** Text excerpt follows **

Friday, 30 July 2021
How robins are pointing the way to military navigation
MY STORY IN THE TIMES TODAY:
The ability of migratory songbirds to fly huge distances at night without getting lost is now at the heart of aUS Army research project into how troops and military vehicles could fight wars without satellite navigation. In any future conflict, China’s growing anti-satellite capability would threaten America’s space-based global positioning system (GPS) on which every arm of the US military depends for long-range navigation. The Pentagon is funding research to find alternative ways of navigation as a direct result of anti-satellite weapons in the hands of potential adversaries. China has its own global navigation system, a network of 30 satellites called BeiDou. Turning to nature is now one of the Pentagon’s options being examined. Migratory birds, such as the robin, have a protein called cryptochrome 4 in their retinas which, it was revealed recently, enables them to sense the Earth’s magnetic field and chart their course from one country to another. “Night migratory songbirds are remarkably proficient navigators. Flying alone and often over great distances, they use various directional cues including a light-dependent magnetic compass,” an article in Nature magazine reported last month. This confirmation of a special bird’s-eye view of the world during flight spurred the US Army to intensify research which had already been going on for decades. The army and the other US military services have been involved in multiple research programmes to see how birds, insects, fish and sea turtles exploit the magnetic field to navigate in the hope that nature’s ways can be copied for human use. The discovery that the protein in a migratory bird’s retinas is sensitive to the Earth’s magnetic field “could be key to army navigation of both autonomous and manned vehicles where GPS is unavailable, compromised or denied”, the US Army research laboratory in Adelphi, Maryland, said. The research findings in the Nature article carried out by the universities of Oxford and Oldenburg in Germany involving European robins were partly funded by the US Army’s combat capabilities development command.
Researchers studying the robin managed to synthesise the genetic code of the protein and then harvest it. “This new knowledge is an exciting first step toward potential navigation systems that would rely only on the magnetic field of Earth, unaffected by weather or light levels,” Stephanie McElhinny , a programme manager at the US army research laboratory, said. To help prove the discovery, the two universities’ research teams also carried out similar studies of chickens and pigeons which have the same protein in their eyes. But the protein in these birds did not have the quality of magnetic sensitivity found in the robin.

** End of Text excerpt **

--- Activity list ---
**A)** In the robin navigation article, rewrite the part that opens with the words "Researchers studying the" and closes with "in the robin.", replacing "robin" with "songbird".
**B)** Condense the paragraph of the robin navigation article that begins "Researchers studying the robin" into a shorter version that keeps its main facts.
**C)** According to the robin navigation article, how many satellites make up China's BeiDou network?
The entries that come after this article have nothing to do with it.

** Dataset extract follows **

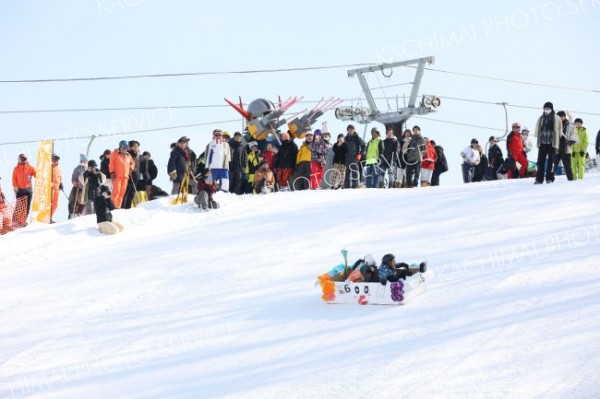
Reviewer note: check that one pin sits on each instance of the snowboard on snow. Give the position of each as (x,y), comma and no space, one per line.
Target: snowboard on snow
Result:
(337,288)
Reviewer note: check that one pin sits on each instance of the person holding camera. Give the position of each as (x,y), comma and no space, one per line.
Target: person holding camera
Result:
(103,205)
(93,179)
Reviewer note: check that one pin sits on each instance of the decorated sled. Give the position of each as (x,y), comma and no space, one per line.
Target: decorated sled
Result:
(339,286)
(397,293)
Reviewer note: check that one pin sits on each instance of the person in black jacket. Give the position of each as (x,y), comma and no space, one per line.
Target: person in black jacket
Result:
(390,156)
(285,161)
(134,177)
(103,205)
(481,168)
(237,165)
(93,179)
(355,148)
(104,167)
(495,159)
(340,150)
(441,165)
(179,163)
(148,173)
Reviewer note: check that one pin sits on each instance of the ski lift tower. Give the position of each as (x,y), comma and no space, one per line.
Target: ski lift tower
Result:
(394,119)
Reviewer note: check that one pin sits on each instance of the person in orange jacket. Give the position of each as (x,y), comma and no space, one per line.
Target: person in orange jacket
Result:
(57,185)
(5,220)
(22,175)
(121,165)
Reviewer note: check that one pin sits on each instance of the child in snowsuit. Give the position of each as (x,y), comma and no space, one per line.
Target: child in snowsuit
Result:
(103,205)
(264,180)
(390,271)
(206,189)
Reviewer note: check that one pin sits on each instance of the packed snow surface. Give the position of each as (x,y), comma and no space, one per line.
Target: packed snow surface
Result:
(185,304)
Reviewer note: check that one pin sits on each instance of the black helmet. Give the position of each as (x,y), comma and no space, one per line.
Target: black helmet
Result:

** End of Dataset extract **

--- Results for each task ---
**A)**
Researchers studying the songbird managed to synthesise the genetic code of the protein and then harvest it. “This new knowledge is an exciting first step toward potential navigation systems that would rely only on the magnetic field of Earth, unaffected by weather or light levels,” Stephanie McElhinny , a programme manager at the US army research laboratory, said. To help prove the discovery, the two universities’ research teams also carried out similar studies of chickens and pigeons which have the same protein in their eyes. But the protein in these birds did not have the quality of magnetic sensitivity found in the songbird.

**B)** Researchers synthesized and harvested the robin's protein. Stephanie McElhinny of the US army research laboratory called it a first step toward navigation systems relying only on Earth's magnetic field, unaffected by weather or light. Similar studies of chickens and pigeons found that their version of the protein lacked the robin's magnetic sensitivity.

**C)** 30 satellites.